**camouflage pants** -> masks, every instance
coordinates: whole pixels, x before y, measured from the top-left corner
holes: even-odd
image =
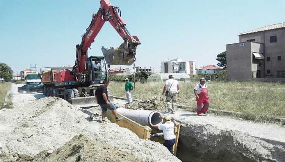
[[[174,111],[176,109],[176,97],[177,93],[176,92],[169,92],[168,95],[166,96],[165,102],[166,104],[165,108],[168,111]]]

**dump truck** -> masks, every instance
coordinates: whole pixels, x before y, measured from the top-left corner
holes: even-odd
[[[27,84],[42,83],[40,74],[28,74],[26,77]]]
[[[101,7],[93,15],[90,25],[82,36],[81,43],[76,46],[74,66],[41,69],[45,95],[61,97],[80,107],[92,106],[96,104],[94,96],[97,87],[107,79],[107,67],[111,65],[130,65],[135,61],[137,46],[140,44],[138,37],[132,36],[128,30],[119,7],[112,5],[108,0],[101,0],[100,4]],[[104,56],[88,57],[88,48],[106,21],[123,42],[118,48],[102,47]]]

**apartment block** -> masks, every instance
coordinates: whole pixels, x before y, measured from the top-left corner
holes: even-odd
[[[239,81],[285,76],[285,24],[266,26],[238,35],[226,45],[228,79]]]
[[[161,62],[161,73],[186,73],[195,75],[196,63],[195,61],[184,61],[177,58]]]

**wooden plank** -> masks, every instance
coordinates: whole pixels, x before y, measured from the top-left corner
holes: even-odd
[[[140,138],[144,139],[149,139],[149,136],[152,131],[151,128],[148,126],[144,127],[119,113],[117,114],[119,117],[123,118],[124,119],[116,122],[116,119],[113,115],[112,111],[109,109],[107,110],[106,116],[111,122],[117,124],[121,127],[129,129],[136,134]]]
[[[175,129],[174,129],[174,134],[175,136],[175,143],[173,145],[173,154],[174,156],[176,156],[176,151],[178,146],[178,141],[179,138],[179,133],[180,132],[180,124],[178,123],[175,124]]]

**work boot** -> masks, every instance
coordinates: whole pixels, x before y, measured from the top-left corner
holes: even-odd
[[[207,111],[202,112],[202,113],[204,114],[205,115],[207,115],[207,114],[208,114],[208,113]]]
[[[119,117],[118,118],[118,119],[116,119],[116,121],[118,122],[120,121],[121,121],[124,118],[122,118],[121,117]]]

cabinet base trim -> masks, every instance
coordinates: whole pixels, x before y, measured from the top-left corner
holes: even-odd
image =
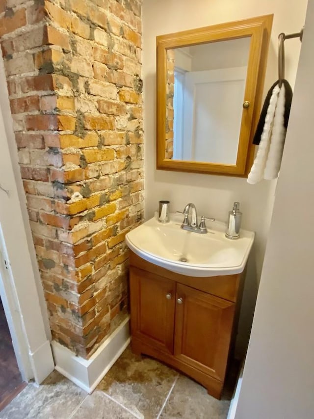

* * *

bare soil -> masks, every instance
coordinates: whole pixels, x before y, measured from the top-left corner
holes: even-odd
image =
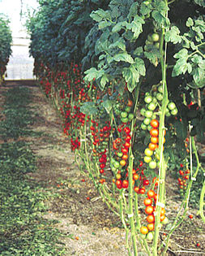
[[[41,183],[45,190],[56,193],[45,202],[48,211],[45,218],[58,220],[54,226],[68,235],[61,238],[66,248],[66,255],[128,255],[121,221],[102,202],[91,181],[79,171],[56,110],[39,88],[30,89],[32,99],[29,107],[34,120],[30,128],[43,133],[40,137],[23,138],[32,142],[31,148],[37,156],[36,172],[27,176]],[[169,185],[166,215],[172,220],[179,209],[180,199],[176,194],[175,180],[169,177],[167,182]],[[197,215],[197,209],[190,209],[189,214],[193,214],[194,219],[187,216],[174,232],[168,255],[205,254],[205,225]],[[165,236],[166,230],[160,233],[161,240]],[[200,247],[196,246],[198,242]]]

• _PROBLEM DETAILS_
Can you put the lines into a numbered list, starting at the one containing "truck** -> masks, every instance" and ending at the one containing "[[[27,84],[42,83],[40,74],[28,74],[26,77]]]", with blank lines left out?

• _REPLY TO THE EXERCISE_
1. **dump truck** -> masks, every instance
2. coordinates: whole pixels, x before y, measured from the top-left corner
3. holes: even-odd
4. [[[27,84],[42,83],[40,74],[28,74],[26,77]]]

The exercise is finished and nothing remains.